• [PROVIDED TEXT]:
......

South Africa

South Africa

South Africa: Five developments in the development indicators

After Saturday night's rugby, South Africa was in need of some good news. Minister in the Presidency Jeff Radebe didn't disappoint on Sunday, releasing the seventh edition of the Development Indicators, an amalgamation of all of the country's important statistics. GREG NICOLSON looks at some of the interesting numbers.

Jobs and the economy

Everyone admits the economy is struggling, but a look at the charts and numbers in the report is a reminder of just how difficult the situation is. Gross domestic product (GDP) averaged 3% over the last 10 years but dropped to 1.5% in 2014.GDP per capita has fallen since 2011 to 0.1% last year. Net foreign direct investment fell by R13-billion in 2014, the first negative since 2006. There have been large budget deficits since 2009/10 and government debt has been climbing since 2008/09. The country’s competitiveness rating has dropped and despite efforts to move towards a knowledge-based economy, SA has slipped on that index also.

It’s little wonder there has hardly been a dent in the unemployment figures. In 2007 official unemployment fell to 23.3% but last year it was back up to 25.2%, and it’s telling that the broad definition of unemployment is back at the 2007 figure, 35.3%. It would likely be higher if almost 6-million ‘job opportunities’ hadn’t been created through the Expanded Public Works Programme and the Community Works Programme in the last five years.

The country has made significant improvements in reducing poverty, although around 40% of the population still live under the upper poverty line. And inequality remains a huge challenge. Its measure, the Gini-coefficient, has only slightly improved since 2000 and that’s because the richest 10% of South Africans took a 4% lower share of national income in 2010, at 50%, but the poorest 40% of households actually saw their share of national income drop to under 6%.

A happy future for races

The Ipsos poll on whether people are confident that all races in South Africa will have a happy future has been dropping consistently since 2000. Not even the 2010 Fifa World Cup managed a significant lift. In 2014, there was a 12% increase in those who believe all races in South Africa will have a happy future, with 3,500 people questioned. Figures from the Government Communications and Information System also found that only 45% of people polled believe race relations are improving, an increase on the 2013 figure but still lower than those between 2004-2008.

“From the early years of 1994, when 76% felt that the country was going in the right direction, fewer people are now feeling South Africa is heading in the right direction. This calls for leadership at all levels,” the report continues. That figure has been falling consistently. In 2013, 33% of South Africans polled thought the country was headed in the right direction, with a jump to 42% last year.

Interestingly, however, more people are describing themselves as South African. In 2004, 52% of those surveyed self-identified as South African. The figure fell to 45% in 2008 before rising to a high of 57% in 2014. Similarly, those who take pride in being South African is back to almost a high point at 89%, after falling to 65% in 2008.

Revenue collection

Tax revenue has grown significantly due to economic growth, a broader tax base and more effective revenue collection. The income tax register has been expanded from 3-million taxpayers in 1996 to almost 20-million in 2013,” Radebe said on Sunday. State tax revenues doubled between 2005 and 2013. All tax revenues have rebounded after the 2009 slump, with even corporate income tax returning above pre-recession levels at R180-billion.

......

• [PROBLEMS TO SOLVE]:
(A) Summarize the article on South Africa's development indicators in two sentences.
(B) According to the article on South Africa's development indicators, how many taxpayers were on the income tax register in 2013?
(C) Carry on the article about South Africa's development indicators, picking up after its final sentence.

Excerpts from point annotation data
......

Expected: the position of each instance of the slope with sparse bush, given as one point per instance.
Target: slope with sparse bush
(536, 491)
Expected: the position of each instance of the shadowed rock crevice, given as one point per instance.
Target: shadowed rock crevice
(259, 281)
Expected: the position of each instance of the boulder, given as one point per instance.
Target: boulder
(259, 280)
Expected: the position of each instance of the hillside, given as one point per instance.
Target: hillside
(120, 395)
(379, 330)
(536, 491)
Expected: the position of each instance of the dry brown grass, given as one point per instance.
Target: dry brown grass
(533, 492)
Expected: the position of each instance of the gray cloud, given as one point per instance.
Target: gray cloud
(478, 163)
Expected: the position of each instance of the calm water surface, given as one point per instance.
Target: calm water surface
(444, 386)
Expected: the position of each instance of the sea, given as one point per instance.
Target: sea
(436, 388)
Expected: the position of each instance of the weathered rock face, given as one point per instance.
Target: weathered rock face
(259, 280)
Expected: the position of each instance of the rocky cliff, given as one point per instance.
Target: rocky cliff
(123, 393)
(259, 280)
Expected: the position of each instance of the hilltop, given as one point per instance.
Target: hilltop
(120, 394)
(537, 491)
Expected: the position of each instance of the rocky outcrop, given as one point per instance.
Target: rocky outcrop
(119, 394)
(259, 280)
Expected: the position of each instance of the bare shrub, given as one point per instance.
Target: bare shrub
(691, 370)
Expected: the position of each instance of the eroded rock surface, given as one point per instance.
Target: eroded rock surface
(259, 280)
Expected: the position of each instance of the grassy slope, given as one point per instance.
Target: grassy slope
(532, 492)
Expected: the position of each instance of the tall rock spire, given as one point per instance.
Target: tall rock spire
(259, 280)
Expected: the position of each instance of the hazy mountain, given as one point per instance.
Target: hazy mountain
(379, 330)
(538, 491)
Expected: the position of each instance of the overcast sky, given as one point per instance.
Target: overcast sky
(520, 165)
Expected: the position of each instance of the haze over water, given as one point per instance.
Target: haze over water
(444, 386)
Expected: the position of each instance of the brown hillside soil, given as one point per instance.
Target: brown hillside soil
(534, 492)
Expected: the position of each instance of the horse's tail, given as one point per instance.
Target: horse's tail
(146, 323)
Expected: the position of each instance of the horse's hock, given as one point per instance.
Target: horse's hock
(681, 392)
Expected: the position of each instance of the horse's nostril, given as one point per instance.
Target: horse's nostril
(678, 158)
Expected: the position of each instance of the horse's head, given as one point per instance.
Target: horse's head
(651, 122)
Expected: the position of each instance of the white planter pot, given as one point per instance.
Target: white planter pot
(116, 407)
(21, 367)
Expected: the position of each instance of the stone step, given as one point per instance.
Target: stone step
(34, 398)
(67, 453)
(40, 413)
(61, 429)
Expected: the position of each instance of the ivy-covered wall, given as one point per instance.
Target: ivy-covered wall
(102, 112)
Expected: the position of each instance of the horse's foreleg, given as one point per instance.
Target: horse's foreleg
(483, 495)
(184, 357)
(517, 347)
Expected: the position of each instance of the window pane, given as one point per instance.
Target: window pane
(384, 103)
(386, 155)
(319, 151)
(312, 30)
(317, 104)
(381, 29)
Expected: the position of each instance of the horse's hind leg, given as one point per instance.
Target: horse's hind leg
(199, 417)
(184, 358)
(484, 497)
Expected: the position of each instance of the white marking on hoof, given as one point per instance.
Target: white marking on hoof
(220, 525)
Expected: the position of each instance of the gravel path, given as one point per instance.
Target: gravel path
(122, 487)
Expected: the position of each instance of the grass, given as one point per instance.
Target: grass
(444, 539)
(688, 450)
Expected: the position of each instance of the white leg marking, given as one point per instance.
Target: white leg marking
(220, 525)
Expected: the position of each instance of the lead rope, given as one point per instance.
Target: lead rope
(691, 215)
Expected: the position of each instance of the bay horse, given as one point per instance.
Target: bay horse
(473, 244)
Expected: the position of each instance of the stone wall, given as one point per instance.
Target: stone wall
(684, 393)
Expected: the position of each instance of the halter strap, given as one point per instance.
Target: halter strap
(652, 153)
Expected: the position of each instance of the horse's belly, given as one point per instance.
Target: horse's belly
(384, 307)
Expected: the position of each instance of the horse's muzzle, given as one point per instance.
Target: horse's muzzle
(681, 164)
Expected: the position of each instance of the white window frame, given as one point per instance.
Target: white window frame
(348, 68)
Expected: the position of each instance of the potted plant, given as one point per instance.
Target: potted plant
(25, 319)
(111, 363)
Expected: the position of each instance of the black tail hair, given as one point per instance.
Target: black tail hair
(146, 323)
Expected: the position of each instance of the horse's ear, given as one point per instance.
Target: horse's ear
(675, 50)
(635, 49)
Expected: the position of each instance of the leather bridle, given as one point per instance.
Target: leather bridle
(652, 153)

......

• [RESPONSES PER TASK]:
(A) Minister in the Presidency Jeff Radebe released the seventh edition of the Development Indicators, which shows a struggling economy, little change in unemployment, inequality that remains a huge challenge, and confidence that all races will have a happy future declining since 2000. At the same time, more people now describe themselves as South African, and tax revenue has grown significantly.

(B) Almost 20 million.

(C)
Basic services, better but struggling

The perception of local government and its ability to deliver basic services hit a low in 2011 at 50%, with increases in major protests thereafter. Since then the number of people believing the state is performing well on delivering basic services has improved to 56%, but in 2014 the Development Indicators report said there were 191 major service delivery protests, the highest figure on the chart that begins in 2004.

This is despite the recorded roll-out in delivery. The report boasts: “The number of households has expanded from 10.8-million to 15.6-million between 2002 and 2014. Over the same period, the share of households accessing basic services increased from 77% to 86% in the case of electricity, from 80% to 86% for water infrastructure exceeding RDP (Reconstruction and Development Programme) standards and the share of households accessing sanitation went up from 62% to 80%.” Radebe also boasted of the increase in life expectancy to 61 years, due to the strategies on HIV/AIDS care and tuberculosis.

Reading and writing

In 2002, 72% of adults were literate. In 2014 over 84% of adults were literate. Radebe said that compares favourably with other African and Middle East countries and that the country looks set to achieve its Millennium Development Goal of reducing adult illiteracy by 50% on 1990 statistics. Gauteng adults are the most literate at almost 90% followed by the Western Cape at 87%. The Eastern Cape and North West trail at 74%.

On the hot topic in basic education, the report said the annual national assessments (ANAs) can help improve education in the long-term. The aim was that by 2014 60% of students in Grades 3, 6 and 9 should achieve over 50% in maths, home language and first additional language. In 2014, Grade 3 hit their targets and Grade 6 met their home language goal but failed on additional language and maths, with Grade 9 failing to meet any targets. “This is an indication that the system is showing signs of improvement at foundation phase even though there are still bottlenecks as indicated by low performance of Grade 6 and 9 learners, particularly in mathematics. The ANA results confirm that the majority of learners operate at low levels, indicating the extent of the educational challenge.” DM

Photo: Minister Jeff Radebe. (Werner Beukes/SAPA)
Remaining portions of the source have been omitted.